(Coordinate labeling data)
* start *

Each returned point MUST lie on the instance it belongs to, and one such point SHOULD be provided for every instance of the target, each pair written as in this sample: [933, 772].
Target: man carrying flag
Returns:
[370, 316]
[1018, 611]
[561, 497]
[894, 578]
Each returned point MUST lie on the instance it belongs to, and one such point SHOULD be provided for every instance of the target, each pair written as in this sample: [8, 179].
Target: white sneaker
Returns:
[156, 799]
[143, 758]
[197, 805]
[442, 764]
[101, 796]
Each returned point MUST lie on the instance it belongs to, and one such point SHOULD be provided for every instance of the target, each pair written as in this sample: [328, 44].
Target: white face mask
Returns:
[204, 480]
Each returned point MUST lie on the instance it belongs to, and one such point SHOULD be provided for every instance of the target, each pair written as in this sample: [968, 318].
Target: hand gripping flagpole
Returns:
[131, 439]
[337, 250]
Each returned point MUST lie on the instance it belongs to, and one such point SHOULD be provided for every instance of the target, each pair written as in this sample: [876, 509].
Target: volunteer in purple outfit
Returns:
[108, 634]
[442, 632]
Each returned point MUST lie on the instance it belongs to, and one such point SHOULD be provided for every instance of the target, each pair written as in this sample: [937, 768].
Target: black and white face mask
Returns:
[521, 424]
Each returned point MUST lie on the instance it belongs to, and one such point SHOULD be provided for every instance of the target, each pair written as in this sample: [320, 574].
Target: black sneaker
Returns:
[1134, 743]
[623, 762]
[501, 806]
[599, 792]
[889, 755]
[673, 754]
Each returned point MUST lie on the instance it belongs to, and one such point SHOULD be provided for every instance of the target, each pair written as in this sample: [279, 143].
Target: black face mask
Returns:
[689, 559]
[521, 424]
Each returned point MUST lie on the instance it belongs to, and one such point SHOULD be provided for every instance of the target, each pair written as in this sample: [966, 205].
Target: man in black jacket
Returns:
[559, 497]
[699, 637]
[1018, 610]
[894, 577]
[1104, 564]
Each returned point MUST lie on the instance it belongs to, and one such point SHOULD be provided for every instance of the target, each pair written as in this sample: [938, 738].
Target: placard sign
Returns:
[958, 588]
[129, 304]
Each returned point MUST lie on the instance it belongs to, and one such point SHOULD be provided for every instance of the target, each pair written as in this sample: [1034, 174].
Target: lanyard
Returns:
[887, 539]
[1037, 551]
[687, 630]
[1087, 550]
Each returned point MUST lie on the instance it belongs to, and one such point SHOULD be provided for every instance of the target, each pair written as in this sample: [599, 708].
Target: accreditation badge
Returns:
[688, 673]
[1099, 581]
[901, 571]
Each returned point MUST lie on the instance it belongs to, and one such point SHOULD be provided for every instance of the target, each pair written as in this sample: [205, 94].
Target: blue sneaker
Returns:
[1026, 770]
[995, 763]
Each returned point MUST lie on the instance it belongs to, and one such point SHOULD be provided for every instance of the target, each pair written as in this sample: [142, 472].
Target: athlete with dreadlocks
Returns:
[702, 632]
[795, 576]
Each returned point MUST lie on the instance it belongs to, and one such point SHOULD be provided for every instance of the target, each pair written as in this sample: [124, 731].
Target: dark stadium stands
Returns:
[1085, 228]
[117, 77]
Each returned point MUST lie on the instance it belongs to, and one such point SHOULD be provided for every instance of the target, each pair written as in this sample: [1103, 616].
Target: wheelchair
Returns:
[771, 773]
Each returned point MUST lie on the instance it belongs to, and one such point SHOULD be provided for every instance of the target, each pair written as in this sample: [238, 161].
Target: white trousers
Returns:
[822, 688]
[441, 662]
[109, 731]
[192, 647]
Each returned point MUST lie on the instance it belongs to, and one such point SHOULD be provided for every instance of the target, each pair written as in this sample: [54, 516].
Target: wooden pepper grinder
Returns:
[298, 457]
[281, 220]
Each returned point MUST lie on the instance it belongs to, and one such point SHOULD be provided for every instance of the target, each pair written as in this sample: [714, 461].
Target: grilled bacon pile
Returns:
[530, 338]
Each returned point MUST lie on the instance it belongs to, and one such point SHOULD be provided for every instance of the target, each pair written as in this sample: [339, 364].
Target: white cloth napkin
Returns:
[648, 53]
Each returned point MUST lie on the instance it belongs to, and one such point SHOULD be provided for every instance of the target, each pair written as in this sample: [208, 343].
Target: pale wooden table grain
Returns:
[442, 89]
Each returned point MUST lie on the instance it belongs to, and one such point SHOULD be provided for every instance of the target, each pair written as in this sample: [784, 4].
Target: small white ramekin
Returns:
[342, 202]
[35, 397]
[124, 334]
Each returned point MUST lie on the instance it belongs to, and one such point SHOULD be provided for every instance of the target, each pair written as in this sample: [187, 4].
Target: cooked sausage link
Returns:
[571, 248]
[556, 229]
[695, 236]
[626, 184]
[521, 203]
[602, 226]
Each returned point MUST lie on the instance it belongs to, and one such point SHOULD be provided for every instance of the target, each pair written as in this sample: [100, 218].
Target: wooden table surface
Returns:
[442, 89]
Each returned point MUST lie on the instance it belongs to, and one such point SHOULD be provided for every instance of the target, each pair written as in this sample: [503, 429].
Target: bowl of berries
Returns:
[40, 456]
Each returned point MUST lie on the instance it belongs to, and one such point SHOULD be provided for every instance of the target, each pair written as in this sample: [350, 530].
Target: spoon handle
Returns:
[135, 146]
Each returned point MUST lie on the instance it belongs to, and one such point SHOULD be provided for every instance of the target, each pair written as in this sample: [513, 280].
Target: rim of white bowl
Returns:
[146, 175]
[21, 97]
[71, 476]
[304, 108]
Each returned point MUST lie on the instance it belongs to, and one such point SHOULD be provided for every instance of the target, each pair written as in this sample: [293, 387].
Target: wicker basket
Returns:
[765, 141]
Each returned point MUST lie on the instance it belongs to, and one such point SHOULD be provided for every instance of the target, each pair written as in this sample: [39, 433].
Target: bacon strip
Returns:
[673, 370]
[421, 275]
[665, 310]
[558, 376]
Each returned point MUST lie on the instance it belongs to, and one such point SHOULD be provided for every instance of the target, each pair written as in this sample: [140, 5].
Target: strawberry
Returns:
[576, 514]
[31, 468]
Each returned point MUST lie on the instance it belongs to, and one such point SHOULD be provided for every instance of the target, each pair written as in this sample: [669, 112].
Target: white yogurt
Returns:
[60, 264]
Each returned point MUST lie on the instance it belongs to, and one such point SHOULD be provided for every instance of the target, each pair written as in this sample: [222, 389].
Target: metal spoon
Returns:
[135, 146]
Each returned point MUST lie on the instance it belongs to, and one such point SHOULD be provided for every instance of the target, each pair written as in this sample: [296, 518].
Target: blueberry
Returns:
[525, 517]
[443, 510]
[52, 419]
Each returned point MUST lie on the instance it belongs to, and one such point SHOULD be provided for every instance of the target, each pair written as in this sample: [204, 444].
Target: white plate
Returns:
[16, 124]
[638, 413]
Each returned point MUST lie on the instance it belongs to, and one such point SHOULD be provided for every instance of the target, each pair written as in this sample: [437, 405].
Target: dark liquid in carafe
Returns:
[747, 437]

* end *

▶ **Your instructions**: Go through the entries and repeat each one exactly.

▶ **Problem solution**:
Each returned point MUST lie on the instance it belongs to, and one such point SHOULD be provided for every instance of the target, each pair written as in this sample: [933, 772].
Target: man carrying flag
Returns:
[370, 316]
[1018, 611]
[561, 497]
[894, 578]
Each returned point MUST lie on the instance it belongs to, and one such point SHOULD be provided for every instance of the target, each pair written as in this sample: [8, 179].
Target: white sneaker
Returns:
[156, 799]
[143, 758]
[197, 805]
[442, 764]
[101, 796]
Each returned point MUST lie on the instance it belongs to, and one such point SHOULD be provided for every instance of the target, each pair written as in this sample: [328, 44].
Target: white face mask
Returns:
[204, 480]
Each returned point MUST lie on the instance it belongs to, and one such point SHOULD be provided for every instance of the target, each pair written as in this sample: [968, 318].
Target: hand gripping flagpole
Returns:
[131, 439]
[337, 250]
Each returned point MUST lie on the instance it belongs to, and one such point SHOULD be provided for every instance of the target, each pair written as in this sample: [876, 509].
Target: volunteer in purple outfit
Returns:
[108, 634]
[442, 632]
Each returned point MUST lie on the instance it belongs to, and one such point SHOULD be provided for every instance of the target, each pair written as in this sample: [937, 768].
Target: black and white face mask
Returns:
[521, 424]
Each returned point MUST lie on the instance it belongs to, and one such point SHOULD be provided for every instance of the target, each pair written as in this sample: [320, 574].
Target: black sneaker
Returns:
[1134, 743]
[623, 762]
[501, 806]
[599, 792]
[889, 755]
[673, 754]
Each returned point MUST lie on the instance it belongs to, and one such point SHOULD be provided for every instance of the target, each pair written as in this sample: [279, 143].
Target: black face mask
Returns:
[689, 559]
[521, 424]
Each returned point MUST lie on the instance it belongs to, and one such point SHOULD be provided for every instance of the target, each pair written as in this sample: [966, 205].
Target: man in black jacket
Returns:
[559, 497]
[699, 637]
[1018, 610]
[894, 577]
[1104, 564]
Each returned point MUST lie on the instance it belongs to, and one such point SHOULD be provided for every instance of the target, each pair written as in this sample: [938, 738].
Target: placard sign
Returns:
[958, 588]
[129, 304]
Each returned point MUST lie on the instance it belongs to, and one such point SHOULD be provided for every instance of the target, each pair written as in this sample: [1034, 174].
Target: lanyard
Returns:
[887, 539]
[1037, 551]
[687, 630]
[1087, 550]
Each returned point MUST lie on the instance it belongs to, and one such point SHOULD be provided for every instance of the target, each pair written as in this sample: [599, 708].
Target: accreditation badge
Returns:
[688, 673]
[1099, 581]
[901, 571]
Each returned point MUST lie on the instance it belongs to, and one such point SHOULD be provided for every instance of the target, each pair written as in this sample: [205, 94].
Target: blue sneaker
Returns:
[1026, 770]
[995, 763]
Each returned point MUST lie on the instance it belongs to, and one such point SHOULD be provided for every instance of the target, each pair written as in this sample: [142, 472].
Target: athlete with dreadlocks
Returns:
[702, 632]
[795, 576]
Each returned point MUST lie on the instance it belongs to, and one such point SHOULD be provided for every instance of the target, each pair written as in this sample: [124, 731].
Target: dark stadium stands
Returns:
[1085, 228]
[117, 77]
Each returned point MUST lie on the instance it belongs to, and one such point SHOULD be provided for every instance of the target, each pair written as in this sample: [1103, 616].
Target: wheelchair
Returns:
[771, 773]
Each returned point MUST lie on the instance it belongs to, and one such point SHOULD be provided for every instance of the target, each pair written as in this sample: [238, 161].
Target: white trousers
Returns:
[822, 688]
[441, 662]
[109, 731]
[192, 647]
Each returned point MUST lie on the instance it belongs to, and one such point SHOULD be provided for every instance of the target, each pair written as in this sample: [54, 516].
Target: wooden pepper grinder
Returns:
[298, 457]
[281, 220]
Each returned point MUST lie on the instance it belongs to, and one such point SHOULD be provided for every instance of the target, each pair written as in this sample: [714, 461].
Target: grilled bacon pile
Returns:
[530, 338]
Each returned point MUST lie on the instance it belongs to, and one such point SHOULD be provided for every instance of the target, each pair written as in this sample: [339, 364].
Target: white cloth napkin
Returns:
[648, 53]
Each returned point MUST lie on the instance it belongs to, and one such point SHOULD be provided for every instance of the target, each pair written as in this sample: [208, 343].
Target: pale wooden table grain
Returns:
[442, 89]
Each returned point MUST lie on the instance it belongs to, and one such point SHOULD be provided for every instance of the target, each pair written as in this sample: [784, 4].
Target: small white ramekin
Returns:
[342, 202]
[35, 397]
[124, 334]
Each returned point MUST lie on the instance it belongs to, and one such point SHOULD be provided for every instance of the target, each pair written as in this sample: [187, 4].
Target: cooked sausage link
Returns:
[571, 248]
[556, 229]
[695, 236]
[626, 184]
[521, 203]
[602, 226]
Each returned point MUST lie on the instance it belongs to, and one such point SHOULD be provided for every instance of the target, each pair written as in this sample: [100, 218].
Target: wooden table surface
Returns:
[442, 89]
Each returned point MUST lie on the instance it belongs to, and one such point SHOULD be provided for every instance of the target, each pair written as in this sample: [503, 429].
Target: bowl of berries
Returns:
[40, 456]
Each returned point MUST lie on the instance it belongs to, and one such point SHOULD be provided for every instance of the target, each pair written as in this sample: [350, 530].
Target: spoon handle
Returns:
[135, 146]
Each returned point MUST lie on the instance it belongs to, and one such point SHOULD be provided for every instance of the target, each pair written as in this sample: [513, 280].
Target: rim of white bowl
Returns:
[146, 175]
[21, 97]
[71, 476]
[304, 108]
Each returned point MUST lie on the instance it belongs to, and one such point SHOULD be provided for every instance of the target, each pair written as in this sample: [293, 387].
Target: wicker basket
Returns:
[765, 141]
Each returned point MUST lie on the instance it belongs to, and one such point SHOULD be provided for every instance of the target, each pair written as in this sample: [39, 433].
Target: bacon strip
Returns:
[673, 370]
[421, 275]
[665, 310]
[558, 376]
Each returned point MUST lie on the instance it belongs to, and one such point SHOULD be provided for every instance of the target, each pair written as in this sample: [140, 5].
Target: strawberry
Returns:
[576, 514]
[31, 468]
Each returned point MUST lie on the instance it belongs to, and one such point SHOULD be provided for every instance of the target, each pair written as in this sample: [669, 112].
Target: white yogurt
Returns:
[60, 264]
Each returned point MUST lie on the instance it belongs to, and one such point SHOULD be provided for every instance of the target, each pair written as in this sample: [222, 389].
Target: metal spoon
Returns:
[135, 146]
Each returned point MUST lie on the instance it belongs to, and one such point SHOULD be provided for every instance of the target, each pair written as in this sample: [296, 518].
Target: blueberry
Returns:
[525, 517]
[443, 510]
[52, 419]
Each returned point MUST lie on the instance it belongs to, and one such point SHOULD be provided for every instance of the target, each pair written as in this sample: [204, 444].
Target: white plate
Returns:
[16, 124]
[638, 413]
Each returned point MUST lie on the instance it belongs to, and one such point SHOULD be provided for every instance of the target, each pair written as in this sample: [437, 405].
Target: dark liquid in carafe
Returns:
[747, 437]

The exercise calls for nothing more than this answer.